## WRITTEN REQUEST
In the song description, what position did "Question of Faith" reach on the UK singles chart?

## TEXT PASSAGE
------------------------------------------------------------

Single by Lighthouse Family

from the album Postcards from Heaven
- Released: 28 September 1998
- Studio: Miraval (France); Sarm West (London);
- Length: 3:52
- Label: Polydor; Wildcard;
- Songwriter(s): Paul Tucker
- Producer(s): Mike Peden

Lighthouse Family singles chronology
| "Lost in Space" (1998) | "Question of Faith" (1998) | "Postcard from Heaven" (1998) |

Alternative cover

= Question of Faith =

1998 single by Lighthouse Family

"Question of Faith" is a song by British pop soul duo Lighthouse Family, released as the fourth single from their second album, Postcards from Heaven (1997). Produced by Mike Peden, it was released in September 1998 and peaked at number 21 on the UK singles chart.

------------------------------------------------------------

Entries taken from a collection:
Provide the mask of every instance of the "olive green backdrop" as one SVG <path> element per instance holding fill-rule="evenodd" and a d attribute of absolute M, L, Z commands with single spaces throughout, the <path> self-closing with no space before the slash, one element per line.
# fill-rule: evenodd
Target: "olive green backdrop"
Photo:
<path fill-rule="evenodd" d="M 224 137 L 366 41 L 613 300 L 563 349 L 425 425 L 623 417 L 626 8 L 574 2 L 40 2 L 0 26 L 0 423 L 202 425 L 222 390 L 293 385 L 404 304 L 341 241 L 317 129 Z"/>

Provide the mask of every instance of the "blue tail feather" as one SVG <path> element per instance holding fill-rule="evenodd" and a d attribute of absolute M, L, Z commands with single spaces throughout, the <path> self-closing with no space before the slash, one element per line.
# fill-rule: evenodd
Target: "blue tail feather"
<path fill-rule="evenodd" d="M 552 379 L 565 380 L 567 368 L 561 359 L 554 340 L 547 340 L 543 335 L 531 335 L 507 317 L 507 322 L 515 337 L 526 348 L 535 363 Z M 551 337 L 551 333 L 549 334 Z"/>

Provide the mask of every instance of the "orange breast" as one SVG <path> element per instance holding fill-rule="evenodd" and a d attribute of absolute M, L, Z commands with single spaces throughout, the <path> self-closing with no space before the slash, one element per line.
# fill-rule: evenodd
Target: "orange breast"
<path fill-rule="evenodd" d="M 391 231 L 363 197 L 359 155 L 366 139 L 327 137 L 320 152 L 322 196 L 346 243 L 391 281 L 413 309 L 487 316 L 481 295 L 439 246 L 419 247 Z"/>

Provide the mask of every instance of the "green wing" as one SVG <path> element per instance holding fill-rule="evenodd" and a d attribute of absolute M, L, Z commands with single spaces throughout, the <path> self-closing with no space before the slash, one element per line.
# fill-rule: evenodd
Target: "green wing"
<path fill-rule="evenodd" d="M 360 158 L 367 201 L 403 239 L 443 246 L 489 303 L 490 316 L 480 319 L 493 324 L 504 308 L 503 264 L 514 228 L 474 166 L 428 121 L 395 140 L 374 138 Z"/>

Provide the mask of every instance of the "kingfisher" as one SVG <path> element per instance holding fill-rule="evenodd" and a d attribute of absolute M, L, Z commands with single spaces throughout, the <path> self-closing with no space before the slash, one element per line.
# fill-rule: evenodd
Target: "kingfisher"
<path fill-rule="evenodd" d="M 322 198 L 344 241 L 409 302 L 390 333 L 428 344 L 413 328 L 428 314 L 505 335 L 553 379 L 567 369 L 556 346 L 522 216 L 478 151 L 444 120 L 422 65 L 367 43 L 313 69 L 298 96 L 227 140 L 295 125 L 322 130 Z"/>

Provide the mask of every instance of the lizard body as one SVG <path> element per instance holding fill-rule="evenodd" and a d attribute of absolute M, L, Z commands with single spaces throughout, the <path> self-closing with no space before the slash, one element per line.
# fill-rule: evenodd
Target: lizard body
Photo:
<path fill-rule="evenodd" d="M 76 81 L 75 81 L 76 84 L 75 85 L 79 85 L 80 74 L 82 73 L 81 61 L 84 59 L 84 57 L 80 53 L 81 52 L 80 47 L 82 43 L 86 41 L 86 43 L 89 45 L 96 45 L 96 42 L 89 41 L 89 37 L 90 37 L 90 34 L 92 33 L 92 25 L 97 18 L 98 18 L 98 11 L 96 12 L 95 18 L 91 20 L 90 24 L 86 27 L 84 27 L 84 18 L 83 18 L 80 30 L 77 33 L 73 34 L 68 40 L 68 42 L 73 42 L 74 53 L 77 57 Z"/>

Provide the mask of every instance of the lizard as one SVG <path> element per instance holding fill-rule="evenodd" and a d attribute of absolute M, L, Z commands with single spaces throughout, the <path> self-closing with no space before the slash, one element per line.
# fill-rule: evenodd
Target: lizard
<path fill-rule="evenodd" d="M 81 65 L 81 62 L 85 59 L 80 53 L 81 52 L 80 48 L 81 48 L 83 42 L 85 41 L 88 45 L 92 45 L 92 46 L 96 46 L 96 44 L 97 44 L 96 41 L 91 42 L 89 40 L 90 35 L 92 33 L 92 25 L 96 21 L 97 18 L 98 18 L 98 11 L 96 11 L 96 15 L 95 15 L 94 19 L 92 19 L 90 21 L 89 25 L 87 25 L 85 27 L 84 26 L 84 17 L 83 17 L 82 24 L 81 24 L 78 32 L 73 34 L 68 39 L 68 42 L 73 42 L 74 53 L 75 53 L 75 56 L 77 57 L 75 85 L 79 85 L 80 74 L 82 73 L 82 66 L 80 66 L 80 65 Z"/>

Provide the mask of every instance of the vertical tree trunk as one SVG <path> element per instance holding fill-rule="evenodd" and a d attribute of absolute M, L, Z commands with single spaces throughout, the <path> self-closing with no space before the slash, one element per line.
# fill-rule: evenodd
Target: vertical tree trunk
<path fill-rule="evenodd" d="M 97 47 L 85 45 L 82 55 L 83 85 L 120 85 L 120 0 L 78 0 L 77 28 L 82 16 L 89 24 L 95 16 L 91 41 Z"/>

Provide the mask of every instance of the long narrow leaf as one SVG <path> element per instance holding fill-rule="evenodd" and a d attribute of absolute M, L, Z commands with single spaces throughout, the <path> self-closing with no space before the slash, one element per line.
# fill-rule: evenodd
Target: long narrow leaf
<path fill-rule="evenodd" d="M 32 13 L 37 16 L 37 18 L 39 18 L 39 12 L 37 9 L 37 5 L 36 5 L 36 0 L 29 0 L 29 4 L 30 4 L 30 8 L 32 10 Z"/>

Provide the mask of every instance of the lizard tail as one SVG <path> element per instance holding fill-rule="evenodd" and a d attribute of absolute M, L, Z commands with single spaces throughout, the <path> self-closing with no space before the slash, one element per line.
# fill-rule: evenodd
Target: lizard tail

------------------------------------------------------------

## COMPLETE RESPONSE
Number 21.